(GOAL) Convert every line of the items below into a Markdown table with the columns "No." and "Text", numbering the rows and skipping blank lines. Leave the pictures out of your answer.

(GIVEN DATA)
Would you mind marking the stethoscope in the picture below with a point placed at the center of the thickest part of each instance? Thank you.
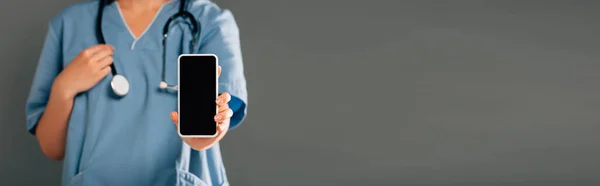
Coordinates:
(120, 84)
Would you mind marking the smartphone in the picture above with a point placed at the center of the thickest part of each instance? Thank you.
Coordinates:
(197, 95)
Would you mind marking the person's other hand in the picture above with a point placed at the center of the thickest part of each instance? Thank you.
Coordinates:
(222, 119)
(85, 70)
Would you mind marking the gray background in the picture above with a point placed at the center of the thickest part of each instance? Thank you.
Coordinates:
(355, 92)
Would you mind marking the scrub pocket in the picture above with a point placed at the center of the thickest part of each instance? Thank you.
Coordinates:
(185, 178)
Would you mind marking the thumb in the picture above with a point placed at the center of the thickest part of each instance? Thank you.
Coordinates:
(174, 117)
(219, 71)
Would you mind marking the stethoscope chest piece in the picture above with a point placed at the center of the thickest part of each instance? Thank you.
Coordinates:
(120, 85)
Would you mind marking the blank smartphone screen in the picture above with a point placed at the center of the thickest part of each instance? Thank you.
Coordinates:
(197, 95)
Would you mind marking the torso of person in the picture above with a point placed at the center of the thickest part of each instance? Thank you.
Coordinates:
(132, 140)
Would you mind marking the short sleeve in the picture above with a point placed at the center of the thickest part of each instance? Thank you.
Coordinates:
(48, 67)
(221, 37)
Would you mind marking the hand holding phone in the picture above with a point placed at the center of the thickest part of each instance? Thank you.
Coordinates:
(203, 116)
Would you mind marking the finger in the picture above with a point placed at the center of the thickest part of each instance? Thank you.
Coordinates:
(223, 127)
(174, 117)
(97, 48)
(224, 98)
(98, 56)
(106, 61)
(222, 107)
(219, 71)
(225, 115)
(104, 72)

(TASK ANSWER)
| No. | Text |
|---|---|
| 1 | Would you mind marking the stethoscope in the picture below with a point placed at the center of the thickest part of each instance? Thank you. |
| 2 | Coordinates: |
| 3 | (120, 84) |
| 4 | Would you mind marking the smartphone in the picture above with a point placed at the center of the thickest part of each instance? Thank you. |
| 5 | Coordinates: |
| 6 | (197, 95) |
| 7 | Would you mind marking the person's other hand in the picture above with a point placed at the center of the thickest part of each instance? Thank you. |
| 8 | Coordinates: |
| 9 | (222, 119) |
| 10 | (85, 70) |
| 11 | Would you mind marking the gray background in the picture above with a point placed at the center of the thickest part of each instance? Thank you. |
| 12 | Coordinates: |
| 13 | (355, 92) |
| 14 | Would you mind marking the scrub pocket in the picture above with a point placed at the center of the thickest part of each instance? Thank you. |
| 15 | Coordinates: |
| 16 | (185, 178) |
| 17 | Would you mind marking the thumb in the picture above with a point placed at the center of the thickest part of each instance? Thank you. |
| 18 | Coordinates: |
| 19 | (174, 117) |
| 20 | (219, 71) |
| 21 | Would you mind marking the stethoscope chest piece in the picture above with a point placed at the center of the thickest part of each instance? Thank you. |
| 22 | Coordinates: |
| 23 | (120, 85) |
| 24 | Would you mind marking the blank smartphone screen in the picture above with a point placed at the center of the thickest part of each instance? Thank you. |
| 25 | Coordinates: |
| 26 | (197, 95) |
| 27 | Would you mind marking the torso of person in the picture above with a point placed at the center of the thickest part of each instance? Thank you. |
| 28 | Coordinates: |
| 29 | (132, 140) |
| 30 | Would you mind marking the short sleeve in the picture above with a point placed at the center of the thickest part of each instance? Thank you. |
| 31 | Coordinates: |
| 32 | (48, 67) |
| 33 | (221, 37) |
| 34 | Would you mind marking the hand holding phone in the picture above with a point placed at the center of the thickest part of each instance? Thank you. |
| 35 | Coordinates: |
| 36 | (203, 116) |
| 37 | Would you mind marking the finger in the picture above with a point placed at the center of the thickest part of each instance? Thank you. |
| 38 | Coordinates: |
| 39 | (223, 127) |
| 40 | (174, 117) |
| 41 | (97, 48) |
| 42 | (224, 98) |
| 43 | (98, 56) |
| 44 | (106, 61) |
| 45 | (222, 107) |
| 46 | (219, 71) |
| 47 | (225, 115) |
| 48 | (104, 72) |